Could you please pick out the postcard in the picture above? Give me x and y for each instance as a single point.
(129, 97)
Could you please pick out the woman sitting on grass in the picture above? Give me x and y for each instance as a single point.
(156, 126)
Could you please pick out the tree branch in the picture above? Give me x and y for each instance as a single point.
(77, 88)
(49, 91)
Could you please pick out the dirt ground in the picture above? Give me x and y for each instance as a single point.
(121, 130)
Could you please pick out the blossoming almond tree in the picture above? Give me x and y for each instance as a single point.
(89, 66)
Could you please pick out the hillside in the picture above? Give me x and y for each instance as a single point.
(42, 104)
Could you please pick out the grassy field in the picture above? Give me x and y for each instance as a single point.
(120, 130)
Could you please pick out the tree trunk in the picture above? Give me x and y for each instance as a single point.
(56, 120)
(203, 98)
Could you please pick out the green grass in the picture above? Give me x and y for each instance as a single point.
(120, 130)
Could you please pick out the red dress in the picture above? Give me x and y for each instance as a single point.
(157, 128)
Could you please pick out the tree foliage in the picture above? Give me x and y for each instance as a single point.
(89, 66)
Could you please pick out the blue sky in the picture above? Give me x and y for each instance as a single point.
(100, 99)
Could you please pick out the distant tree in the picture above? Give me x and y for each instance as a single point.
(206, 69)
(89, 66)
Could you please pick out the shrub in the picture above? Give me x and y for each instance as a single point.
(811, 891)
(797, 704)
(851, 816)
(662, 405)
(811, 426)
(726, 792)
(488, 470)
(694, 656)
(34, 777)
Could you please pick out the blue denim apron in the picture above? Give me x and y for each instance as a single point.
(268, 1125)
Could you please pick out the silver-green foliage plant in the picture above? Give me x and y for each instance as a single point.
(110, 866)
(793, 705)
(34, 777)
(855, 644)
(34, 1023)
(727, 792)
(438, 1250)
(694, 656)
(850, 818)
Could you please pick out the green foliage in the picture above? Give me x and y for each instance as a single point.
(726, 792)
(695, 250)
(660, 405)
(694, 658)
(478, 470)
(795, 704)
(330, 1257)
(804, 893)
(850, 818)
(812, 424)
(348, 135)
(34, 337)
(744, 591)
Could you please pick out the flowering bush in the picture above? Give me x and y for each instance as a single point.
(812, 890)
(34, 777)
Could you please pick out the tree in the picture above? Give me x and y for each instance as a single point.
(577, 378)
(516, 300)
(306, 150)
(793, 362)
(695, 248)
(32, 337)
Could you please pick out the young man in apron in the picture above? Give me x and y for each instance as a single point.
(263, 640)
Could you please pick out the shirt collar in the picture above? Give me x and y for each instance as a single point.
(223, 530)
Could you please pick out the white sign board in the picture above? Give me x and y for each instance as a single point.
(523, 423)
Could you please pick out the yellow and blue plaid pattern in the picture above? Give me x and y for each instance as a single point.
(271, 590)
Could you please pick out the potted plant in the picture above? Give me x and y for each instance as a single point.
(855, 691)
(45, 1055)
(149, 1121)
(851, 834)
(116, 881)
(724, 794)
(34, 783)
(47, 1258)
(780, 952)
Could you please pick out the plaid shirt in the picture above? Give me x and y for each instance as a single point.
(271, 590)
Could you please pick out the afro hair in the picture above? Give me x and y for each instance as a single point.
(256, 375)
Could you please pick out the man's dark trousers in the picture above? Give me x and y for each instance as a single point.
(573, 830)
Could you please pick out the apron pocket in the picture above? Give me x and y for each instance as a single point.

───

### Brief:
The reply must contain each line of the material, reproduced faithfully.

### Answer to this exercise:
Could you please pick out the postcard in the picture above? Give me x and y for each instance as a single point.
(129, 97)
Could you please pick out the woman sitting on grass in the picture above? Give me x and y for each instance as a single point.
(156, 126)
Could you please pick out the tree branch in the picture above? Give me x and y for each instance as a single point.
(77, 88)
(49, 91)
Could you please pick out the dirt ground in the picture above? Give me x and y for each instance as a single point.
(121, 130)
Could you please pick out the blossoming almond tree in the picture above? Give me x and y for each instance as a single point.
(89, 66)
Could you please pick out the hillside in the picture above? Give me x and y for each instance as a single point.
(42, 104)
Could you please pick out the grassy field in the picture above? Give me x and y for each instance as a single point.
(120, 130)
Could you please pick out the tree trunk in the picture above? Give me x and y for each instance as a single point.
(56, 120)
(203, 98)
Could you please pick out the green grass in the picture above? Give me x and y for each instance as a single point.
(120, 130)
Could you please pick out the red dress in the picture above? Give me x and y for each instance as a single point.
(157, 128)
Could you please pick out the tree foliage in the picture above? Give me x and y for each instance as a single point.
(89, 66)
Could you please pick out the blue sky in the picture above? Give me x and y for each instance as a single point.
(100, 99)
Could you please pick out the distant tree in the picture above? Give me x and y for each instance as a single point.
(206, 69)
(89, 66)
Could you please pick out the shrub in the picture above? Give me x and y for each instance as a single point.
(811, 891)
(797, 704)
(851, 816)
(662, 405)
(811, 426)
(726, 792)
(488, 470)
(694, 656)
(34, 777)
Could you please pick out the blue denim apron in the picture above? Give me x and y for each instance as a single point.
(268, 1125)
Could you please pick out the silver-green foliage plant in the picture above? Give me x and y for each instance as a single point.
(110, 866)
(793, 705)
(34, 777)
(855, 644)
(34, 1023)
(727, 792)
(438, 1250)
(694, 656)
(850, 818)
Could you please pick out the green foliage in the picture above? Give me x and y for each instance as a single point.
(726, 792)
(695, 250)
(660, 405)
(694, 658)
(478, 470)
(795, 704)
(330, 1257)
(804, 893)
(850, 818)
(812, 424)
(348, 135)
(34, 337)
(744, 591)
Could you please pick out the flowering bush in the picture above? Give me x and y for each instance as a single point.
(812, 890)
(34, 777)
Could you please pick out the tree in the picture above? Give me x and y for each instance as a single point.
(577, 378)
(516, 300)
(306, 150)
(793, 362)
(695, 248)
(32, 337)
Could you please pick out the young man in apron in the picture above? Give me x and y for each instance as a single point.
(263, 640)
Could you please pick out the shirt collar in the picture above? Give me x and y for each instance as a single point.
(223, 530)
Could you please pick out the white sign board in the picture above? Give me x and y for each instance as a single point.
(523, 423)
Could you please pick out the yellow and blue plaid pattern in the picture above? Give me x and y for each instance as a single point.
(271, 590)
Could you please pick out the potted plant in the picture above? Give me x and y for each instance as a single point.
(855, 691)
(45, 1055)
(149, 1121)
(851, 834)
(116, 881)
(724, 794)
(34, 783)
(47, 1258)
(780, 952)
Could you please pick out the plaid shirt in the picture above? Give me x and y for each instance as a single point.
(271, 590)
Could you please pick out the afro hair in the picture above? Give me x and y for each instance as a single point.
(256, 375)
Could you please pick out the man's dark trousers in the picture above? Give me x and y for each instance as a single point.
(573, 830)
Could you please pick out the apron pocket in the picture above? Give me x and y for each instance as a single point.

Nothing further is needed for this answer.